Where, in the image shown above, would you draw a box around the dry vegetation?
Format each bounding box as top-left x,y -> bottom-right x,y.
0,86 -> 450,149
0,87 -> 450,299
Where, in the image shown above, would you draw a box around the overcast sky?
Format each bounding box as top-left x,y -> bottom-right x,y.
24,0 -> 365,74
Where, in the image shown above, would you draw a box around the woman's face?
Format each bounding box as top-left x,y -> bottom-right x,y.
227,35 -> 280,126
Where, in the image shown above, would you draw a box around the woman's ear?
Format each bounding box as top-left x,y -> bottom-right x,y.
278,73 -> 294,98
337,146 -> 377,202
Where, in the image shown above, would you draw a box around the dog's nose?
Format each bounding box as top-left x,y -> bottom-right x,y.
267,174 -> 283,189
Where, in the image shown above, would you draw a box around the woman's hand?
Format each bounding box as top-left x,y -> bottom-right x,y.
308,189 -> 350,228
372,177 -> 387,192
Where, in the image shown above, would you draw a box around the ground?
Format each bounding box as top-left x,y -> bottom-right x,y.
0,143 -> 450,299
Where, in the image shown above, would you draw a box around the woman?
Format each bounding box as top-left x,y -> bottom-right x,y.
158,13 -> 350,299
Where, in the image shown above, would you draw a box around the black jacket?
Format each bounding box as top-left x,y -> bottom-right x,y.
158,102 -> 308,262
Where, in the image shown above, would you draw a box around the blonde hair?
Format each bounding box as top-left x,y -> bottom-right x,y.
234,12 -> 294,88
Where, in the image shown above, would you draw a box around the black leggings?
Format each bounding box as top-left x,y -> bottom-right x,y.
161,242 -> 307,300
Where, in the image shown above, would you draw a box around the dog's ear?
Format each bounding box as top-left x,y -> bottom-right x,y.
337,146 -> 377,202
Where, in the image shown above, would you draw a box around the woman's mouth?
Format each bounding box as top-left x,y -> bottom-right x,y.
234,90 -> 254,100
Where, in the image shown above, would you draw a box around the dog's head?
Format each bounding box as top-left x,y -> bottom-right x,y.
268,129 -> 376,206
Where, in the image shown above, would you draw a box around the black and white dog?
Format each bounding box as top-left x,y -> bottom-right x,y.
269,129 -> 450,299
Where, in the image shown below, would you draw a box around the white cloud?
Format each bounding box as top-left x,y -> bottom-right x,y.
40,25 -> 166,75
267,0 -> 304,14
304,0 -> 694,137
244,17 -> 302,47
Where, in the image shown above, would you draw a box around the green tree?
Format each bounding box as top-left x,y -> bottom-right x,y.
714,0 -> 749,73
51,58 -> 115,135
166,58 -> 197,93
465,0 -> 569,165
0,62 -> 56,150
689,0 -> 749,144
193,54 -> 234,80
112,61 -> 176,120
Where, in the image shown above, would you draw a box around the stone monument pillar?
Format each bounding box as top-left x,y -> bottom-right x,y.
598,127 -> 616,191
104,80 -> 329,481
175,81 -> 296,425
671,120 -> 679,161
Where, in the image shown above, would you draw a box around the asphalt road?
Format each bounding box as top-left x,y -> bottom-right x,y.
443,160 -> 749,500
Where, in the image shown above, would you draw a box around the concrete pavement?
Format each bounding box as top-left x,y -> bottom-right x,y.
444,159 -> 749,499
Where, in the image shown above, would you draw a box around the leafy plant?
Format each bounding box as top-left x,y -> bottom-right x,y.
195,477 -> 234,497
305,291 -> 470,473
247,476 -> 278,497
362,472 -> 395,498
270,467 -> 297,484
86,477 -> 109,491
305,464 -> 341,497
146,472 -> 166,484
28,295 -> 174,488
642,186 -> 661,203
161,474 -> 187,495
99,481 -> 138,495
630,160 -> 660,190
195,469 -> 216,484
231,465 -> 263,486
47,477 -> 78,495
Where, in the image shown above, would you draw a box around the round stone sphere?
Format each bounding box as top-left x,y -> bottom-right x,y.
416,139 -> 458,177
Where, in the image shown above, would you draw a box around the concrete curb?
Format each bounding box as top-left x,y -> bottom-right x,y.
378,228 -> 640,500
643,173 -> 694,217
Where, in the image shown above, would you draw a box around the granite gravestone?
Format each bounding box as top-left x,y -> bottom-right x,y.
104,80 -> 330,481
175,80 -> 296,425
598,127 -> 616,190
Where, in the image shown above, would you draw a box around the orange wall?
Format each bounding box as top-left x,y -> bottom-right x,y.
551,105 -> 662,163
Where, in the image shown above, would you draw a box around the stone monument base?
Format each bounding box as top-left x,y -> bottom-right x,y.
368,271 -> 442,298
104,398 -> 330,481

▶ _WRITTEN EXERCISE_
Which lines of the records above contain the word "white"? Copy each of those lines.

▶ _FINAL RESULT_
Where, in the image shown above, would you draw a box around the black and white dog?
Where, in the image shown below, would you draw a box around the white cloud?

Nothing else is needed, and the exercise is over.